(What you need to do) Output every entry exactly as written, but omit the pictures.

(Input for this task)

..........

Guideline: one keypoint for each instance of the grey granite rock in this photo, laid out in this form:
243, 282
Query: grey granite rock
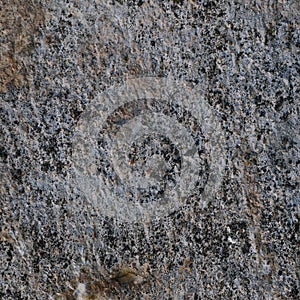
149, 149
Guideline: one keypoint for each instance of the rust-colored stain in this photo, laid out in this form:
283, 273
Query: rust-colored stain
20, 21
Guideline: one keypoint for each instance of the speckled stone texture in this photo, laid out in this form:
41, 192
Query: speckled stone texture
57, 57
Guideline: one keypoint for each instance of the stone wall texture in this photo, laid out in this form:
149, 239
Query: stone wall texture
149, 149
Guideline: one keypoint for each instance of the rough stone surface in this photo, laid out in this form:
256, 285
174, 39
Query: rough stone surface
63, 62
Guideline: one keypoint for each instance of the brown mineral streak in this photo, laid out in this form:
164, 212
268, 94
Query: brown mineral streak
20, 21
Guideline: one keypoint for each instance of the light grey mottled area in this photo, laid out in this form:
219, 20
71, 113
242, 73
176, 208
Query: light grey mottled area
234, 234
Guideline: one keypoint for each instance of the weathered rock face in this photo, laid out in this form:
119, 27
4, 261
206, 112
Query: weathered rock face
149, 149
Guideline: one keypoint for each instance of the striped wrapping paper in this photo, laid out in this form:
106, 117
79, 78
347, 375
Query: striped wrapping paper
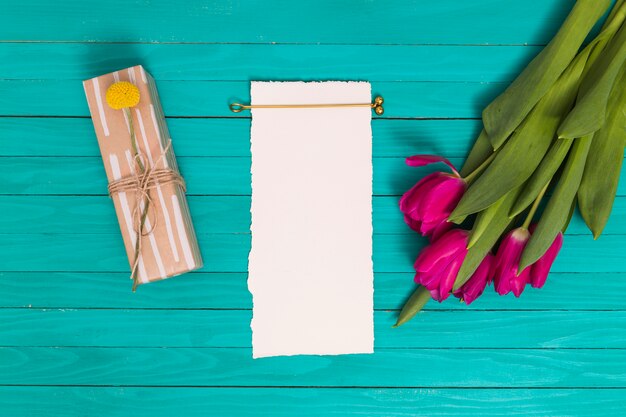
172, 248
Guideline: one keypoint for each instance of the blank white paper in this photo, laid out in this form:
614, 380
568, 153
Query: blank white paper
310, 266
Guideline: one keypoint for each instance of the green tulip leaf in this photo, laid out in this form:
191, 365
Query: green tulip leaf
589, 114
569, 216
542, 176
484, 239
509, 109
599, 183
480, 152
414, 304
519, 157
556, 213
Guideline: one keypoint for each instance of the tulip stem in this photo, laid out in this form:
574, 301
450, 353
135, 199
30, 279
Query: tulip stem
535, 206
414, 304
469, 178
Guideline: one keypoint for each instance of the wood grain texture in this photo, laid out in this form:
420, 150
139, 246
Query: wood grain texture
231, 328
188, 62
75, 341
211, 98
229, 253
234, 367
309, 402
212, 214
204, 176
109, 290
354, 22
26, 136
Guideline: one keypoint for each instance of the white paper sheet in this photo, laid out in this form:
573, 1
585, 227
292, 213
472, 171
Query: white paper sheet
310, 267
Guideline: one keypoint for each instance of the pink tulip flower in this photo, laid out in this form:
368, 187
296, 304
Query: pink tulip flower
428, 204
437, 266
507, 276
541, 268
474, 287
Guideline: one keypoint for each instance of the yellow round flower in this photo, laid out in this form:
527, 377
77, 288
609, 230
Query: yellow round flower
122, 94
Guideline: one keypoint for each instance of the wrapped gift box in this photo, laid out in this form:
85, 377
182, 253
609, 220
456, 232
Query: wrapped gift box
171, 248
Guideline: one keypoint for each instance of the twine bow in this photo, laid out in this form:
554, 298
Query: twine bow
140, 182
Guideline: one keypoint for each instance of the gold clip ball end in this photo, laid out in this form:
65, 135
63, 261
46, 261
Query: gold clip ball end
236, 107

..........

(Task answer)
Guideline: one keypoint for each instance of the grey granite rock in this photo, laid out in this form:
243, 282
Query: grey granite rock
149, 149
Guideline: one keypoint for each instance of the rust-colored stain in this photo, laid out in this form:
283, 273
Query: rust-colored stain
20, 21
Guideline: one keypoint for each instance of the speckled stone texture in this photo, laid out in this form:
41, 192
Query: speckled stone texture
57, 57
Guideline: one keypoint for each instance of the stone wall texture in this photo, laid out in this form:
149, 239
Query: stone wall texture
149, 149
Guideline: one keypoint for each instance of the rough stone surface in this photo, laid out in this form:
256, 285
174, 39
Query: rough stone surface
63, 62
Guideline: one keypoint for each instance of the brown mineral streak in this photo, laid out in this form:
164, 212
268, 94
Query: brown mineral streak
20, 21
Guideline: one keypoint for each instance of the light grey mottled area in this photo, laid out in this form:
219, 20
71, 113
242, 73
176, 208
Query: light grey mottled area
234, 234
Guideline: one keypoint for each instance of the weathered rock face in this photo, laid out in this form:
119, 27
4, 261
206, 112
Query: weathered rock face
149, 149
Guideline: one keypoint for each instance of the striped wrapping paper in this photo, laid out in this form:
106, 117
79, 78
347, 375
Query: striped wrapping paper
172, 248
Guideline: one keypoint for each instance of the blank white paper in this photo, laid out in this form:
614, 380
568, 153
Query: blank white paper
310, 266
Guideline: one keypoint for each instance of the green tulip leaf in this photo, laid out in this form:
191, 365
Query: green tulip leaf
589, 114
569, 216
542, 176
484, 239
509, 109
599, 183
480, 152
414, 304
519, 157
556, 213
Guideline: one keypoint for each instance of the tulip stem in this photo, laid out in this form:
574, 301
450, 353
135, 199
30, 279
Query: tulip stem
535, 206
414, 304
469, 178
Guideline: one keypoint for each instance of the wood grain texture in this photo, laid out in this form:
420, 150
139, 246
Query: wood grain texture
231, 328
188, 62
75, 341
211, 98
229, 253
234, 367
309, 402
212, 214
204, 176
109, 290
354, 22
26, 136
Guideline: one keypoint for each instance of the white paper sheet in this photo, laid out in this form:
573, 1
585, 227
292, 213
472, 171
Query: white paper sheet
310, 267
Guideline: one keypoint for each instance of the pink tulip flower in this photo, laid out in this form:
368, 187
296, 304
Query: pink tulip flower
428, 204
437, 266
507, 276
541, 268
474, 287
Guideline: one keypoint for each instance of the yellow round flower in this photo, laid out in this form:
527, 377
77, 288
609, 230
Query: yellow round flower
122, 94
Guideline: one keypoint for each instance of the wrapped gift box in this photo, laid out in this form:
85, 377
182, 253
609, 220
456, 232
Query: wrapped gift box
171, 248
Guideline: one keypoint for each instance of the twine bow in this photo, laid out in this form:
554, 298
Query: twine bow
140, 182
Guideline: one keypoint for each instance of the gold clip ball end in this photo, laid out in this form:
65, 135
63, 261
46, 261
Query: gold clip ball end
236, 107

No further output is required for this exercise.